_Exercise brief_
Substitute "one point per instance" for every "one marker per instance" in the data below, changing nothing else, and leave the pictures out.

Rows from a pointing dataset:
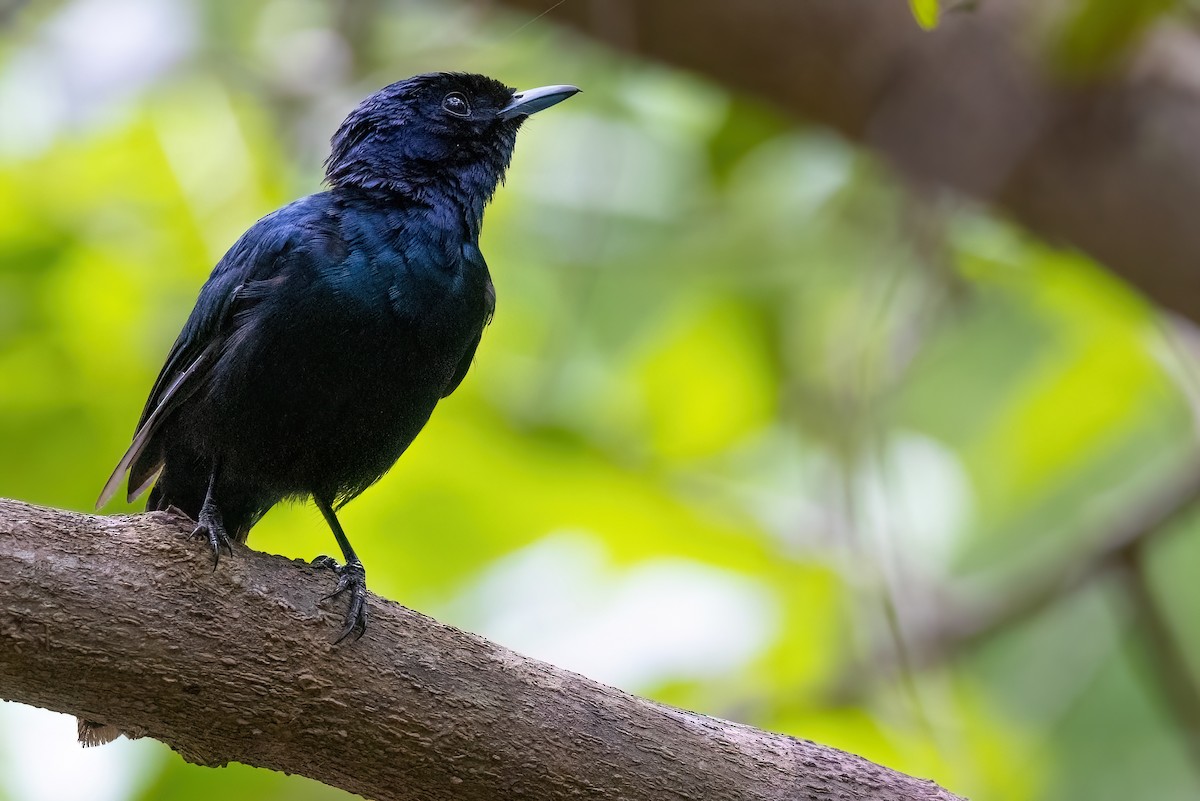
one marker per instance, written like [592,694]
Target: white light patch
[562,601]
[88,61]
[41,759]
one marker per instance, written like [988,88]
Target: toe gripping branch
[210,527]
[352,578]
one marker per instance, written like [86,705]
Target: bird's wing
[244,275]
[469,354]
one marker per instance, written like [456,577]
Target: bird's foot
[352,578]
[211,528]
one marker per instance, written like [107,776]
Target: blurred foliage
[925,12]
[748,415]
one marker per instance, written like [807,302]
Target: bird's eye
[456,104]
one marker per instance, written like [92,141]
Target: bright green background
[748,414]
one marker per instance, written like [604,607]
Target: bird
[323,339]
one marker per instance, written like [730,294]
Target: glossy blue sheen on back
[327,335]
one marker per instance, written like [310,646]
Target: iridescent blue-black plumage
[327,335]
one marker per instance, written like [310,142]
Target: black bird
[329,331]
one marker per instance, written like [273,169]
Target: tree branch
[123,620]
[1109,166]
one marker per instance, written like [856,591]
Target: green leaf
[925,12]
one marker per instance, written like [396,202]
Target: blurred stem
[971,621]
[1162,651]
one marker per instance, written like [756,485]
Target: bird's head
[435,133]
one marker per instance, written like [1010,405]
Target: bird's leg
[352,576]
[211,525]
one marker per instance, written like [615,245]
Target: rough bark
[124,620]
[1109,164]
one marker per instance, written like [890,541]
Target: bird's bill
[531,101]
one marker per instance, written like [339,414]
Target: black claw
[211,528]
[325,562]
[352,578]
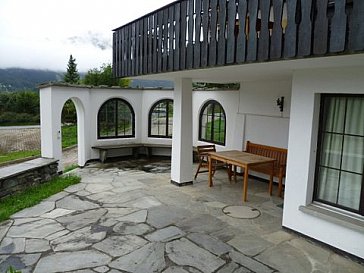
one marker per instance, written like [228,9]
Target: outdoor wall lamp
[280,103]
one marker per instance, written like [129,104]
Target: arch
[160,119]
[115,119]
[212,123]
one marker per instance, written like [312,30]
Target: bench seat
[103,149]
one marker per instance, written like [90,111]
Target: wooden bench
[103,149]
[280,154]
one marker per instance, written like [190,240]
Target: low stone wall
[20,176]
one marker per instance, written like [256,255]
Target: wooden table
[243,160]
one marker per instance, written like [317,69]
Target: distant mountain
[18,79]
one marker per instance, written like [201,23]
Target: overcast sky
[43,33]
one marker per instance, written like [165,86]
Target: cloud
[92,38]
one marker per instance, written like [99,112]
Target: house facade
[308,52]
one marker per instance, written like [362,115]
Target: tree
[71,75]
[104,76]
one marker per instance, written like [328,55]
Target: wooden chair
[202,155]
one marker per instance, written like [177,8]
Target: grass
[69,138]
[34,195]
[5,157]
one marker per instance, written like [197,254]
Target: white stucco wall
[306,87]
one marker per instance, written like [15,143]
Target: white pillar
[181,169]
[50,121]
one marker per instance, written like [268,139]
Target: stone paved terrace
[121,219]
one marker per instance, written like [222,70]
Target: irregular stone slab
[12,245]
[23,262]
[96,188]
[35,211]
[136,217]
[75,188]
[250,245]
[175,269]
[233,268]
[184,252]
[37,229]
[113,215]
[149,258]
[127,228]
[36,245]
[252,264]
[57,196]
[77,240]
[117,246]
[163,216]
[57,213]
[74,203]
[210,243]
[83,219]
[165,234]
[4,227]
[67,261]
[144,203]
[203,223]
[102,269]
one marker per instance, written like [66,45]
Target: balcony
[195,34]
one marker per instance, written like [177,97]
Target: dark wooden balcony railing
[192,34]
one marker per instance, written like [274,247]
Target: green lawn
[69,138]
[34,195]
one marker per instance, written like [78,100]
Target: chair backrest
[280,154]
[203,150]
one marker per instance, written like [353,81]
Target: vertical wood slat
[160,41]
[177,34]
[305,30]
[241,36]
[150,44]
[276,39]
[136,59]
[155,43]
[170,38]
[183,34]
[338,27]
[197,45]
[290,36]
[230,43]
[132,49]
[221,45]
[213,27]
[205,32]
[123,41]
[145,46]
[165,41]
[320,28]
[356,34]
[252,36]
[189,61]
[263,42]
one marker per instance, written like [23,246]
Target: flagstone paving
[125,220]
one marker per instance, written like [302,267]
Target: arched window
[212,127]
[161,119]
[116,119]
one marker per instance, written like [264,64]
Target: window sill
[354,222]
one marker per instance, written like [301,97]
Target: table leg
[245,185]
[210,171]
[271,180]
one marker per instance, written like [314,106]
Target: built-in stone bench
[16,177]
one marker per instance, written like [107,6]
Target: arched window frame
[214,104]
[115,126]
[167,129]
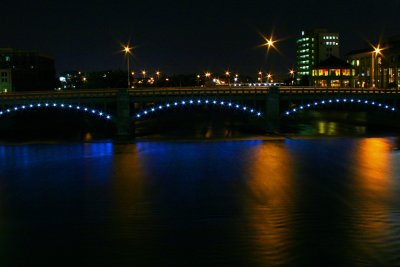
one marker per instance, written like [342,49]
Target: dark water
[326,202]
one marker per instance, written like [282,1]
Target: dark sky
[186,36]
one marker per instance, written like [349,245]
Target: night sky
[187,36]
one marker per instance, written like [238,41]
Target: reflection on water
[330,128]
[273,188]
[375,221]
[331,202]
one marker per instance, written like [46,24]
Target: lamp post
[127,50]
[228,80]
[375,53]
[269,76]
[292,74]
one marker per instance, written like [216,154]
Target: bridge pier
[123,119]
[271,110]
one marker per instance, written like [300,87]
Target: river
[290,202]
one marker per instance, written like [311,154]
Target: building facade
[377,68]
[314,46]
[333,72]
[25,71]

_Finished task_
one point per instance, written like [592,694]
Target: white light patch
[562,601]
[88,61]
[41,759]
one point per instance, written like [988,88]
Target: toe gripping branch
[210,527]
[352,578]
one point per instance, written like [86,705]
Target: bird's wing
[244,275]
[469,354]
one point per instance, written like [456,577]
Target: bird's foot
[352,578]
[211,528]
one point per instance, written like [107,776]
Target: blurred foliage
[925,12]
[748,415]
one point per instance, written like [807,302]
Target: bird's eye
[456,104]
one point per instance, written like [92,141]
Target: bright green background
[748,414]
one point per instance, written like [604,607]
Target: bird
[323,339]
one point per instance, written like [730,294]
Target: glossy blue sheen on back
[327,335]
one point per instance, written like [310,646]
Target: iridescent blue-black plumage
[327,335]
one point per instance, written like [310,142]
Target: black bird
[329,331]
one point per instance, written like [273,169]
Target: tree branch
[123,620]
[1109,166]
one point per instance, written like [856,591]
Target: green leaf
[925,12]
one point per instance, written like [396,202]
Target: blurred stem
[971,621]
[1162,651]
one point per instance, written like [756,485]
Target: bird's head
[435,133]
one point per instance, written like [1010,405]
Target: bird's leg
[352,576]
[211,525]
one point per instance, written like [615,245]
Target: rough bark
[124,620]
[1109,164]
one point per instance, written like [890,541]
Target: bird's bill
[531,101]
one point per instance, written like [339,414]
Target: black claw
[211,528]
[325,562]
[352,578]
one point per instance, written like [228,9]
Target: outdoor wall lamp
[280,103]
one point per instance, written like [129,104]
Target: arch
[160,119]
[115,119]
[212,123]
one point per instance, written like [312,30]
Target: bench seat
[103,149]
one point per instance, written like [90,111]
Target: wooden bench
[103,149]
[280,154]
one point per instance, written like [190,240]
Target: low stone wall
[20,176]
one point per instance, written like [256,255]
Target: wooden table
[243,160]
one point per instance, written like [317,69]
Target: distant mountain
[18,79]
one point per instance, written like [201,23]
Target: overcast sky
[43,33]
one point per instance, written like [165,86]
Target: cloud
[92,38]
one point per instance, written like [99,112]
Target: house facade
[308,52]
one point per instance, written like [362,115]
Target: tree
[71,75]
[104,76]
one point per instance, written like [328,55]
Target: wooden chair
[202,155]
one point per instance, written like [177,8]
Target: grass
[69,138]
[34,195]
[5,157]
one point per instance, written like [197,254]
Target: white stucco wall
[306,87]
one point per instance, written like [15,143]
Target: white pillar
[181,169]
[50,121]
one point per instance, written like [268,139]
Target: stone paved terrace
[121,219]
one point per instance, written like [222,70]
Target: irregular stone slab
[12,245]
[23,262]
[96,188]
[35,211]
[136,217]
[75,188]
[250,245]
[175,269]
[233,268]
[184,252]
[37,229]
[113,215]
[149,258]
[127,228]
[36,245]
[252,264]
[57,196]
[77,240]
[117,246]
[163,216]
[57,213]
[74,203]
[210,243]
[83,219]
[165,234]
[4,227]
[67,261]
[144,203]
[203,223]
[102,269]
one point per instance, written like [66,45]
Target: balcony
[195,34]
one point per instance, written like [177,97]
Target: dark wooden balcony railing
[192,34]
one point per instance, written like [274,247]
Target: green lawn
[69,138]
[34,195]
one point per instance, written like [78,100]
Target: chair backrest
[280,154]
[203,150]
one point per instance, written like [353,81]
Target: vertical wood slat
[160,41]
[177,34]
[305,30]
[241,36]
[150,44]
[276,39]
[136,59]
[155,43]
[170,38]
[183,34]
[338,27]
[197,45]
[290,36]
[230,43]
[132,49]
[221,45]
[213,27]
[205,32]
[123,41]
[145,46]
[165,41]
[320,28]
[356,34]
[252,36]
[189,61]
[263,42]
one point per instance, written like [23,246]
Target: flagstone paving
[125,220]
one point per instance, written like [302,267]
Target: arched window
[212,127]
[161,119]
[116,119]
one point per instance, written like [264,64]
Target: window sill
[354,222]
one point per instance, written like [301,97]
Target: table leg
[245,185]
[210,171]
[271,180]
one point per instance, written like [314,106]
Target: built-in stone bench
[16,177]
one point per instance, written like [107,6]
Target: arched window frame
[214,104]
[115,126]
[167,129]
one point per instance, written like [342,49]
Target: dark water
[326,202]
one point per instance, written like [282,1]
Target: dark sky
[186,36]
one point per instance, written like [349,245]
Target: night sky
[187,36]
one point per instance, written like [238,41]
Target: reflection on water
[330,128]
[273,188]
[375,221]
[331,202]
one point per instance, written like [46,24]
Target: lamp post
[127,50]
[228,80]
[375,53]
[269,76]
[292,74]
one point per instance, written like [216,154]
Target: bridge pier
[123,119]
[271,110]
one point per instance, written like [300,87]
Target: river
[290,202]
one point per instance, written like [311,154]
Target: building facade
[377,68]
[314,46]
[333,72]
[25,71]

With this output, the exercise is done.